■ Task prompt: Check each line of the data below for the string "lawn". Then give the number of lines that have it, without anything else.

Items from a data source
***

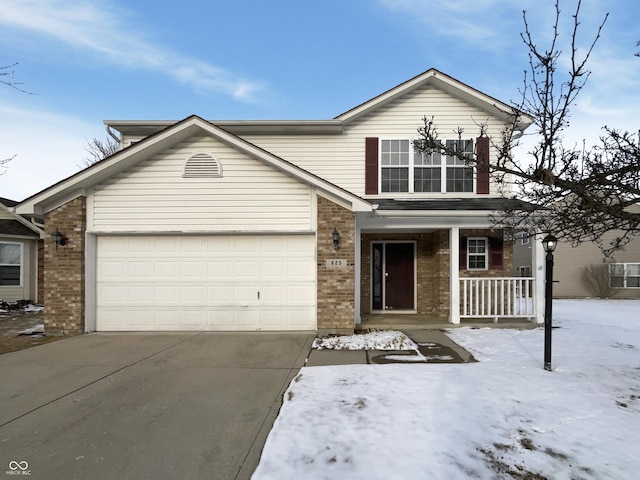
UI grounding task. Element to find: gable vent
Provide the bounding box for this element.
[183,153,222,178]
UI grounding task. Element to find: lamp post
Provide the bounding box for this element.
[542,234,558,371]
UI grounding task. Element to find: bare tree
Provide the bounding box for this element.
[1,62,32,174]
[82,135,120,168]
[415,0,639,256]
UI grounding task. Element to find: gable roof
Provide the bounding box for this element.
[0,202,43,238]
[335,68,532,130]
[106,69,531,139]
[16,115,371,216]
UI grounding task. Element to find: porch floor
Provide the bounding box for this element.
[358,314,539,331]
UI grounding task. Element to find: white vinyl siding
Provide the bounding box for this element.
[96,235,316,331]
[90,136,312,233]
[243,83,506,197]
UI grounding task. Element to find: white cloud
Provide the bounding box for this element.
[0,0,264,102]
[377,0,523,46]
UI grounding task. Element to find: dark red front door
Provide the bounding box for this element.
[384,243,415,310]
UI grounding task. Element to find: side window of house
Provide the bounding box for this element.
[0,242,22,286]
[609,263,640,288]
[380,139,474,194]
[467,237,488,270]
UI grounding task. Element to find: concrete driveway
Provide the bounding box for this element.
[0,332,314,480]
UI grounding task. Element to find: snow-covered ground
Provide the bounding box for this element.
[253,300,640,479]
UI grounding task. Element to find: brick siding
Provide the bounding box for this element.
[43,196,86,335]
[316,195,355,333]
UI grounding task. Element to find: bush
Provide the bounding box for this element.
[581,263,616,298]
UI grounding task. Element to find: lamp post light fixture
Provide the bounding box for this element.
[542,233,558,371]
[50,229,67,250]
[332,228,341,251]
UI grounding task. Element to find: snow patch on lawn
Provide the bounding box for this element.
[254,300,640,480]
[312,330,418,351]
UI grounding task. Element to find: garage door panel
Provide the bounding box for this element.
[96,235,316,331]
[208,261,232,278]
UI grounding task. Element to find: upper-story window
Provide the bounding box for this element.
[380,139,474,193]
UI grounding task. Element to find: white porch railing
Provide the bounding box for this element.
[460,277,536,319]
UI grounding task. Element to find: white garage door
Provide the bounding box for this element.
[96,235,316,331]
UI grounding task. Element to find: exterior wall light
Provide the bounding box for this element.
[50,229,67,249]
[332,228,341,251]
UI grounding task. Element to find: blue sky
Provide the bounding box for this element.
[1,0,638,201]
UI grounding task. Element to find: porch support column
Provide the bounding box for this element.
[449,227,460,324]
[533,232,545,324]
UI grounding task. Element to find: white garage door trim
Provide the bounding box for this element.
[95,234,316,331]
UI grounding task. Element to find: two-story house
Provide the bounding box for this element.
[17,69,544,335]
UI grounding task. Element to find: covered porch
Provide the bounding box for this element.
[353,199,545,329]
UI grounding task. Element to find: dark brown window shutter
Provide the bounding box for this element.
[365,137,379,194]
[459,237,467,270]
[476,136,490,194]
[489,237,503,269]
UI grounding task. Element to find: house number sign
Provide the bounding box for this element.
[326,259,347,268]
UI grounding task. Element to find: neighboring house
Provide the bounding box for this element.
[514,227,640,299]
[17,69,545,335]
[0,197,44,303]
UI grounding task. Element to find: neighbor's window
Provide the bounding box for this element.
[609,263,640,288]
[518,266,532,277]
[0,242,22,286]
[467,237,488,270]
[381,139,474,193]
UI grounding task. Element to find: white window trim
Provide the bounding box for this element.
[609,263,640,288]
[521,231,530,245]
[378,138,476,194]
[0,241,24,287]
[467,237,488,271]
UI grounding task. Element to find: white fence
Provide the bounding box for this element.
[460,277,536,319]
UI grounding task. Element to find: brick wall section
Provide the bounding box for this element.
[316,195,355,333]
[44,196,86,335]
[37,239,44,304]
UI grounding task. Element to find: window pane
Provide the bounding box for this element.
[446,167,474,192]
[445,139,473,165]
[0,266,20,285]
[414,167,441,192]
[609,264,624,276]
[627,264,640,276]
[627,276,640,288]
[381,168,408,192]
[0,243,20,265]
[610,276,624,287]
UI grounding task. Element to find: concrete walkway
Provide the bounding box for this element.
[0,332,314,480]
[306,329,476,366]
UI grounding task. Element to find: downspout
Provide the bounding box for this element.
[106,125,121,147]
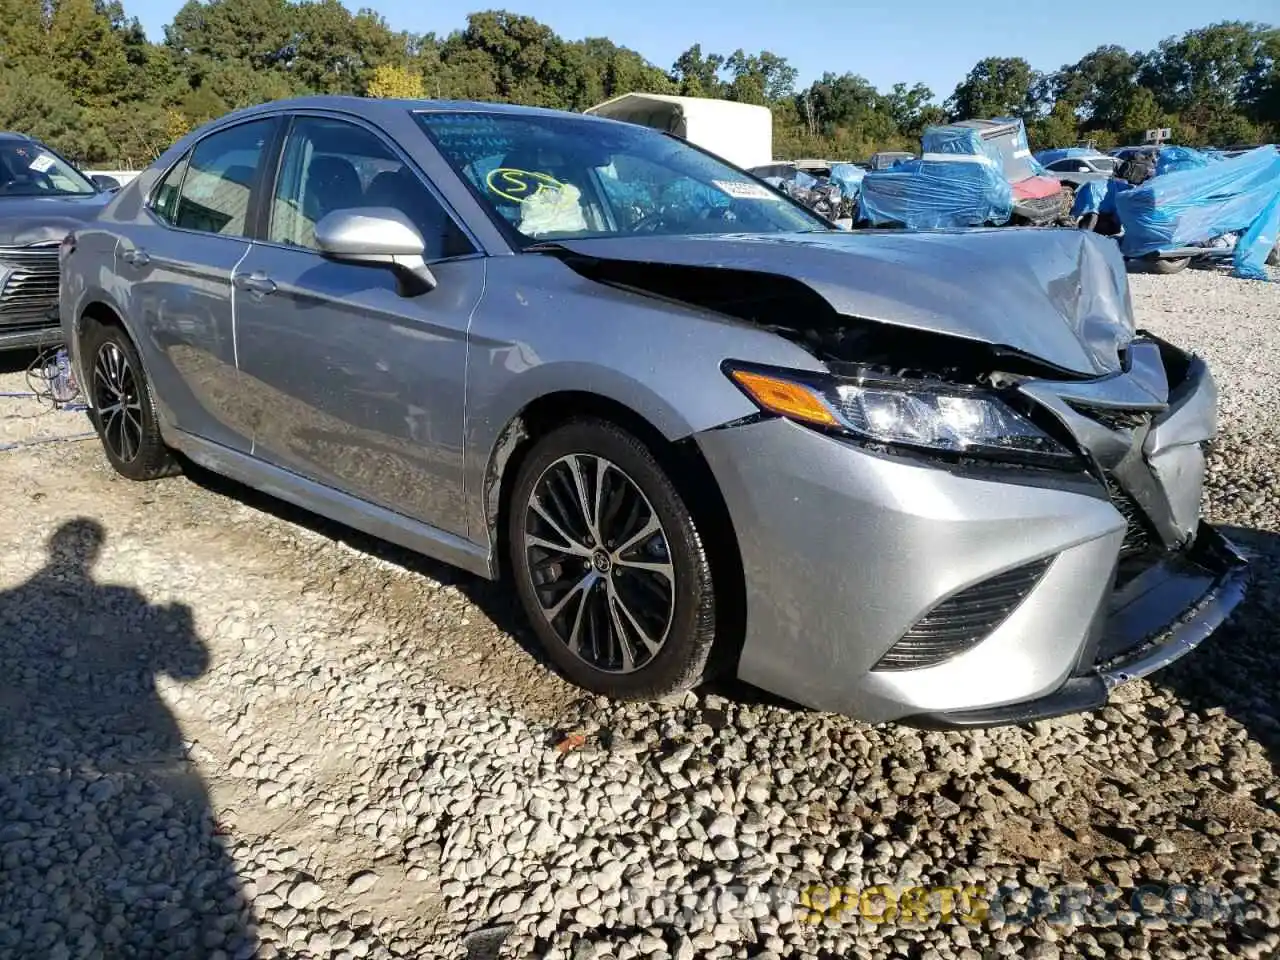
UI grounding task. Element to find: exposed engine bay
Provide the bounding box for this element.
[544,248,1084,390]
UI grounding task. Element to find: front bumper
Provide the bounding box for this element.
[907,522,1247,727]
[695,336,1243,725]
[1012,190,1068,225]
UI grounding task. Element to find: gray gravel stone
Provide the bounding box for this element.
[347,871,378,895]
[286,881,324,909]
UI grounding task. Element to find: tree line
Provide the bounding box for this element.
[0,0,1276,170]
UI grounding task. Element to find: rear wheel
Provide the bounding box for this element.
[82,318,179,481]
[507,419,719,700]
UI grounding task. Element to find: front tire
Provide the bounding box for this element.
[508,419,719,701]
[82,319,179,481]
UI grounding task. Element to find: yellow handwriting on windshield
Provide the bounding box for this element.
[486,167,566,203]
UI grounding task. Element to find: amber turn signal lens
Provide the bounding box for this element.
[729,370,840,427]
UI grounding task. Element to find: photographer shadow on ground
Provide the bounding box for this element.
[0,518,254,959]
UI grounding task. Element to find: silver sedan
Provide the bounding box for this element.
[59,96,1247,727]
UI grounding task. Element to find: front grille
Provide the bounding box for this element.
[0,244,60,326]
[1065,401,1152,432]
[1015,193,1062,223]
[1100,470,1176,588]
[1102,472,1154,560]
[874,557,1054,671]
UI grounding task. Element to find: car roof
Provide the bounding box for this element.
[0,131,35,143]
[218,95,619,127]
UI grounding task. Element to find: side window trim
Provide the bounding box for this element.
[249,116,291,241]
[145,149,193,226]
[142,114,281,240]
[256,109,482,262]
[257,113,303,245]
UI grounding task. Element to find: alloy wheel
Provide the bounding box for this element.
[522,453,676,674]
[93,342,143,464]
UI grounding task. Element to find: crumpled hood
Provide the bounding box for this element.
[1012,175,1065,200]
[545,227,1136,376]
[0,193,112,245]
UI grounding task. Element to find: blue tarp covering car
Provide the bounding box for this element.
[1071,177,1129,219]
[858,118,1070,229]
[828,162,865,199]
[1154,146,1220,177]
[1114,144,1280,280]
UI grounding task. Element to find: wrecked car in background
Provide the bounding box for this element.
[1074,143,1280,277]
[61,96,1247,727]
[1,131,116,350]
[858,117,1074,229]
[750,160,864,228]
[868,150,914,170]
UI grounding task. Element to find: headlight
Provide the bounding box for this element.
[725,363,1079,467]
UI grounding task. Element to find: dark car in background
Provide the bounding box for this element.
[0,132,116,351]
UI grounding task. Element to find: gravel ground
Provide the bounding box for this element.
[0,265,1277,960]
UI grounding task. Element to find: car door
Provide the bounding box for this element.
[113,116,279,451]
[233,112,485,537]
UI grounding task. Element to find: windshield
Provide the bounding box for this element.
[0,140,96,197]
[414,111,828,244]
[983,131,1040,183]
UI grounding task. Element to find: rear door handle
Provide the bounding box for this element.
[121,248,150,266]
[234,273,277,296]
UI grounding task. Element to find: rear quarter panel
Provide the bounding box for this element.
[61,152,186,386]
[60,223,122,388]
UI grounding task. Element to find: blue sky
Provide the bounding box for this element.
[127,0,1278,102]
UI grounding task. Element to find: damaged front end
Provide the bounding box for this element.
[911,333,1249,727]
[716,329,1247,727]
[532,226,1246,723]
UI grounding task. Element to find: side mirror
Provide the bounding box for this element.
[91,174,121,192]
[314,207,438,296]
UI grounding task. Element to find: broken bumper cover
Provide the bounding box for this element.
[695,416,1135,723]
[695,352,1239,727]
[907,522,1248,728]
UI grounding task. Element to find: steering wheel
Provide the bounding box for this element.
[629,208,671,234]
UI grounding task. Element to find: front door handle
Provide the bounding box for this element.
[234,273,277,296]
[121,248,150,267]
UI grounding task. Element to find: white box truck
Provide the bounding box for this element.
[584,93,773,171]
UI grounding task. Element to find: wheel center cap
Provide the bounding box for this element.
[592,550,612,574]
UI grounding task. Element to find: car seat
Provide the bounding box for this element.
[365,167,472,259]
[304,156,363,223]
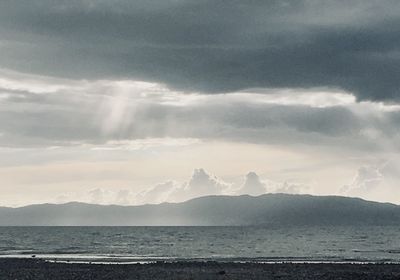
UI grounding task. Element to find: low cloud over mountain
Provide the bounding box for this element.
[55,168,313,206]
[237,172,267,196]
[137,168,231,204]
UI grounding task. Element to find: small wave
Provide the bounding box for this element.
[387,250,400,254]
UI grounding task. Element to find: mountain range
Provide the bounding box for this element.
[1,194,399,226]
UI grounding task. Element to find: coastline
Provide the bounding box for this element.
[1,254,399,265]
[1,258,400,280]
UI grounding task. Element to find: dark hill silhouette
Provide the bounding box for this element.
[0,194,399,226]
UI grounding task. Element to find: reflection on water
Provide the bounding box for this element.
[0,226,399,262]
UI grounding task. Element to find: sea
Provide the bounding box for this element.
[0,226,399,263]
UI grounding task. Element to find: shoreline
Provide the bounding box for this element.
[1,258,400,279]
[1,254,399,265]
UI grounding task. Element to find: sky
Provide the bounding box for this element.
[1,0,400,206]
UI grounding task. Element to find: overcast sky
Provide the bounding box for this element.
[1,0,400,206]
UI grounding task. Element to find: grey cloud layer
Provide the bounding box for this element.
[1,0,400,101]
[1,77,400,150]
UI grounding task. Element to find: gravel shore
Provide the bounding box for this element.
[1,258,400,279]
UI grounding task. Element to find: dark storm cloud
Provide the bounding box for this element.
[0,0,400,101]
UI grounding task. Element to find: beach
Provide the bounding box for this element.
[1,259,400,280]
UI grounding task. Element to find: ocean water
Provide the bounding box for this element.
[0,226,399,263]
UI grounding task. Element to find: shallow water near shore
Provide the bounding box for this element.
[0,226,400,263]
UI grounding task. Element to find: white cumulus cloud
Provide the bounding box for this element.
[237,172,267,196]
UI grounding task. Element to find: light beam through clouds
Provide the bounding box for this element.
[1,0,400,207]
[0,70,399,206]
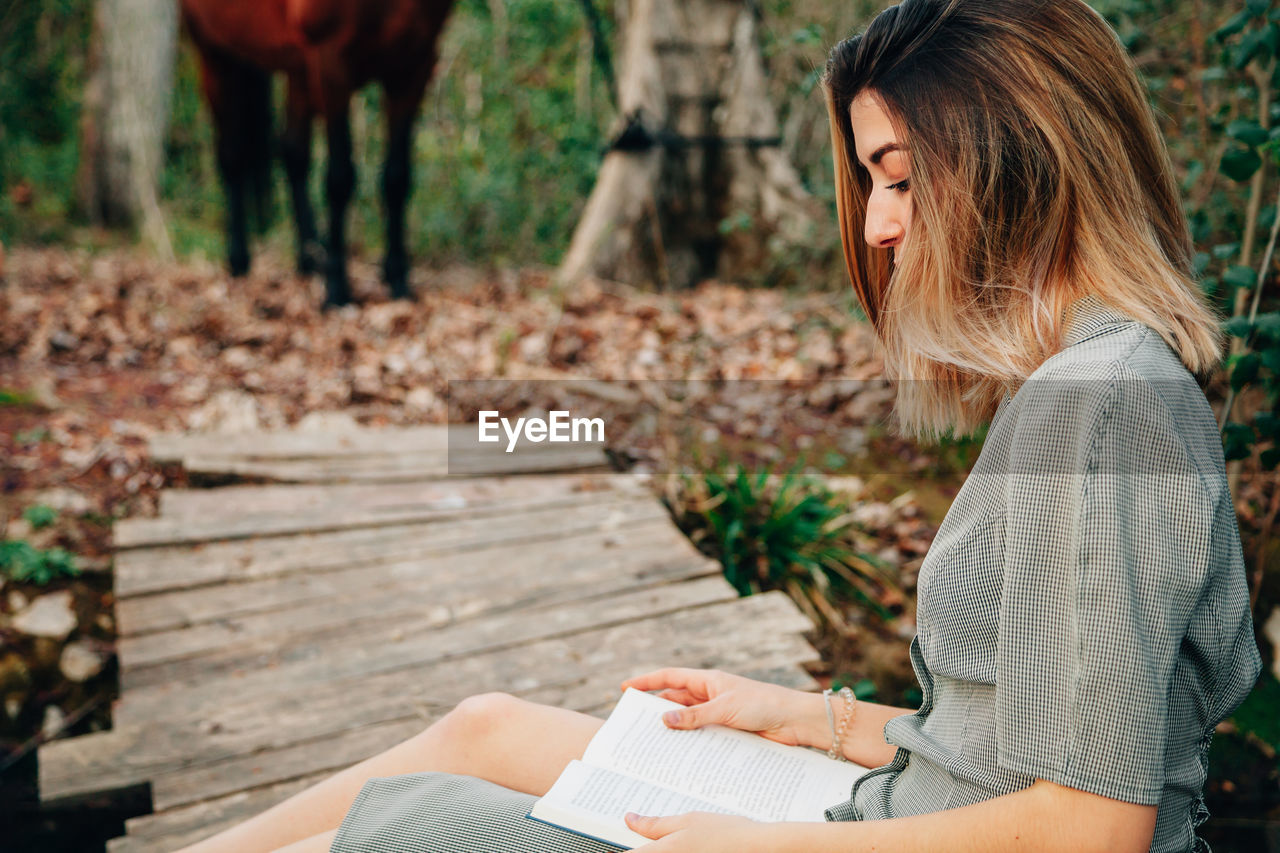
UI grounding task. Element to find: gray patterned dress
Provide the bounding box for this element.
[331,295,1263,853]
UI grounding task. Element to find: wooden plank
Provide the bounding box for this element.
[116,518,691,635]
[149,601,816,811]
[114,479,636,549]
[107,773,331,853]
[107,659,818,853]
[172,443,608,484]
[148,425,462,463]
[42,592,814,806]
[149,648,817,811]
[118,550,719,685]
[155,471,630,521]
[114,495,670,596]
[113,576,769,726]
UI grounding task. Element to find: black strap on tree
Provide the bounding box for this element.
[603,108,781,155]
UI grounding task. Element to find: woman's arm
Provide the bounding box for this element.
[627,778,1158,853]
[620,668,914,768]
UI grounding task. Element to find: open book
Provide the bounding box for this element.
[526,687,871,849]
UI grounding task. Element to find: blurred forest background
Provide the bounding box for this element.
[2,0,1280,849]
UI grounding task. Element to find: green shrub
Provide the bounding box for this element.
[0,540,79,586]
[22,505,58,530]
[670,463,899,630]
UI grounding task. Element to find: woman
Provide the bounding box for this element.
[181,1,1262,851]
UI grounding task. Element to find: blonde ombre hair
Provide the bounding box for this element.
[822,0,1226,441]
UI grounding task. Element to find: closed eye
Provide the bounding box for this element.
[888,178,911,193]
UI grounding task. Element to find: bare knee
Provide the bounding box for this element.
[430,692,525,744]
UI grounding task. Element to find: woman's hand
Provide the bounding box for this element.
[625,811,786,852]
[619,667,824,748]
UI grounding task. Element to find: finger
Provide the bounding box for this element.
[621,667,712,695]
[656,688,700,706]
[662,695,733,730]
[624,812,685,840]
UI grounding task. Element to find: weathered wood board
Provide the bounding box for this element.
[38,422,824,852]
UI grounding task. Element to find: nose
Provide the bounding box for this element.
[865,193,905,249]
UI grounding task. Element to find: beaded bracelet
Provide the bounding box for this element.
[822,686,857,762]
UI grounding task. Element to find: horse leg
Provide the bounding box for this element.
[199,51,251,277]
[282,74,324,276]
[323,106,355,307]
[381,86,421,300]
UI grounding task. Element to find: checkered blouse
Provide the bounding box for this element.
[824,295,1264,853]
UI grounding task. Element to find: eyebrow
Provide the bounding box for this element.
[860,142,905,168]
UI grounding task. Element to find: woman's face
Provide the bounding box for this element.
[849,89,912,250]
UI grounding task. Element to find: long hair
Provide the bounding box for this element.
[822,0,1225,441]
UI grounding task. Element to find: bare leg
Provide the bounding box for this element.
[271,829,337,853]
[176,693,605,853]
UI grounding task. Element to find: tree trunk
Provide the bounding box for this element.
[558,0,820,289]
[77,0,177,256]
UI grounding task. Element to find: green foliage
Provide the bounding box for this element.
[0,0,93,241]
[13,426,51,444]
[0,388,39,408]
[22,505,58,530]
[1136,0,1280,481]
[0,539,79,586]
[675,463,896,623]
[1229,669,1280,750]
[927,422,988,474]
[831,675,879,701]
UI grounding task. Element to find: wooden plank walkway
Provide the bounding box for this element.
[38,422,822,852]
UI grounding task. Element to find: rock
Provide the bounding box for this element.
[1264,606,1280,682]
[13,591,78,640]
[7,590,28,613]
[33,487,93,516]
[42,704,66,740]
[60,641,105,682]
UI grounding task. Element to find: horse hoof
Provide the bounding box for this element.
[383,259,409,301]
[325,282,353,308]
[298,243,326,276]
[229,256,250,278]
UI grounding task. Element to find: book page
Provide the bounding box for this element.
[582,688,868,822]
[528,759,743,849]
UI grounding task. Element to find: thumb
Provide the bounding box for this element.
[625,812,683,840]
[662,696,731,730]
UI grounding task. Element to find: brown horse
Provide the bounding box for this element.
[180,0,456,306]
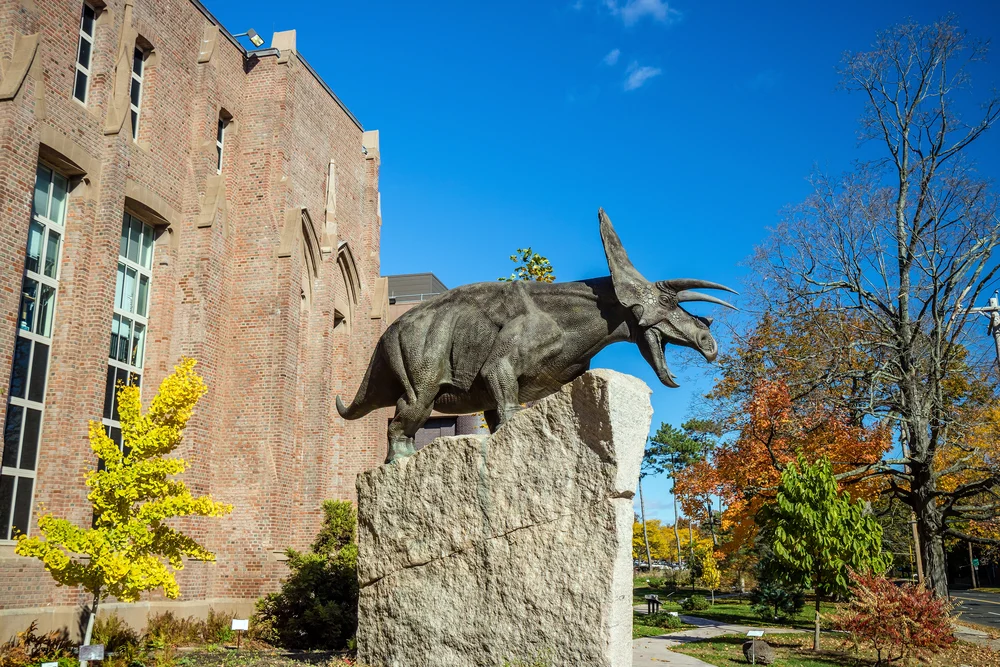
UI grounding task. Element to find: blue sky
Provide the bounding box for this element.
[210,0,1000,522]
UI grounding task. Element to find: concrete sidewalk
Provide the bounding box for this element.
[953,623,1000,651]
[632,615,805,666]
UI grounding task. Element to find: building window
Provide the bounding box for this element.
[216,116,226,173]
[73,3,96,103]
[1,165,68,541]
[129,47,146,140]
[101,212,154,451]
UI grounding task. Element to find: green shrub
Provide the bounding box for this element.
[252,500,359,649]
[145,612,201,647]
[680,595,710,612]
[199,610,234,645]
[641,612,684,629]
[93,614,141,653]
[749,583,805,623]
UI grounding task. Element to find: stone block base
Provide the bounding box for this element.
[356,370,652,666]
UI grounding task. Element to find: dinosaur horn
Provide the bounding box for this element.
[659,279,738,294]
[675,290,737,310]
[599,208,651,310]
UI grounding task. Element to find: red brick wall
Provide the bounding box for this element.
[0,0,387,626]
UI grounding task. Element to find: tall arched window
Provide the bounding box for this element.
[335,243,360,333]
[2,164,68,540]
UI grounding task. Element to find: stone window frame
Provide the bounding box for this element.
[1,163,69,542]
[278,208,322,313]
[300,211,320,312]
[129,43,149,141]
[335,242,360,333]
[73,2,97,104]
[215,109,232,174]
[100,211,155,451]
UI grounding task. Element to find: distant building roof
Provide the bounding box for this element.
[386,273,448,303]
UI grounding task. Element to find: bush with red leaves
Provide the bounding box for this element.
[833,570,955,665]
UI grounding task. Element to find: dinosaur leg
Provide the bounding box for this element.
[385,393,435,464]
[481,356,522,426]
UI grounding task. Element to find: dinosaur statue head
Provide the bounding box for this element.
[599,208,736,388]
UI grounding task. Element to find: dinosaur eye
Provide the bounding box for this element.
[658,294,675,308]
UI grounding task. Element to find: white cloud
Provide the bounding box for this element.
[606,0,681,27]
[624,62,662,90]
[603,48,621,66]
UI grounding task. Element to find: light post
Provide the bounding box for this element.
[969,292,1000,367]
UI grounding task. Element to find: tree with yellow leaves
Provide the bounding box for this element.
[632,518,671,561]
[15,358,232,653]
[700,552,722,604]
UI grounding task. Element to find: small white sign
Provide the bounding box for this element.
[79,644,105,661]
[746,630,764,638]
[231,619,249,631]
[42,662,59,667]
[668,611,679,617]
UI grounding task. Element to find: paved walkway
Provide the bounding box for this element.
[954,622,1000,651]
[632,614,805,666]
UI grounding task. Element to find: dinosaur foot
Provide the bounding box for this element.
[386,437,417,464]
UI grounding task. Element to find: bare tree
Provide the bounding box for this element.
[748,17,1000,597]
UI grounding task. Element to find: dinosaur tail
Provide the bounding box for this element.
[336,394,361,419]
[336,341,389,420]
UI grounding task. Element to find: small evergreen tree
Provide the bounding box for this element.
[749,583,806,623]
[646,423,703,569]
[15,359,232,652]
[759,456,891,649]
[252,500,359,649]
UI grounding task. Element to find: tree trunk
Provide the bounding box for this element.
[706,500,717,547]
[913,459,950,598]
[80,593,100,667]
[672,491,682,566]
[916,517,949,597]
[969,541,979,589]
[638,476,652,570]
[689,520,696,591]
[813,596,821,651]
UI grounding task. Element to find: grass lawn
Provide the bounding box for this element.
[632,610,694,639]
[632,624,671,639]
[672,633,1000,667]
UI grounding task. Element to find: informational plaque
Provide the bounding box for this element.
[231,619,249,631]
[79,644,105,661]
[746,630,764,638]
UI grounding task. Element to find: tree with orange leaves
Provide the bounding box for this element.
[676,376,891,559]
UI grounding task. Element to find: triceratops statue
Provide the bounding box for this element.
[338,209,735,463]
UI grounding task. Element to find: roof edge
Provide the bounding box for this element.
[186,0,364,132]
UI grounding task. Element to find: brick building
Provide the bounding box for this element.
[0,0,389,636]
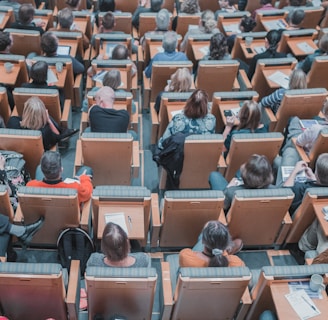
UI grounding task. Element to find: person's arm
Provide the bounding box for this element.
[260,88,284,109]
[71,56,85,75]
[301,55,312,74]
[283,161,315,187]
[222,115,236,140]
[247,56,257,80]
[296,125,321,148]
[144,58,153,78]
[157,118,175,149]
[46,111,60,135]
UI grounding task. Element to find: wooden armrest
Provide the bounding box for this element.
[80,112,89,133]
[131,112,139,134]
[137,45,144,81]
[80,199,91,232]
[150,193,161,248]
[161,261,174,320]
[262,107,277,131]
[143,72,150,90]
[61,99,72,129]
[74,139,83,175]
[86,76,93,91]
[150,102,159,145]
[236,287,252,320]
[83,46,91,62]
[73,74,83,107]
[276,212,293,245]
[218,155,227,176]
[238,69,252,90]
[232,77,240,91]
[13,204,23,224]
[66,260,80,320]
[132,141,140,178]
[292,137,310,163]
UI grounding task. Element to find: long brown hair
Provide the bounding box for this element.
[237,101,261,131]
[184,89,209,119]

***

■ Your response: 2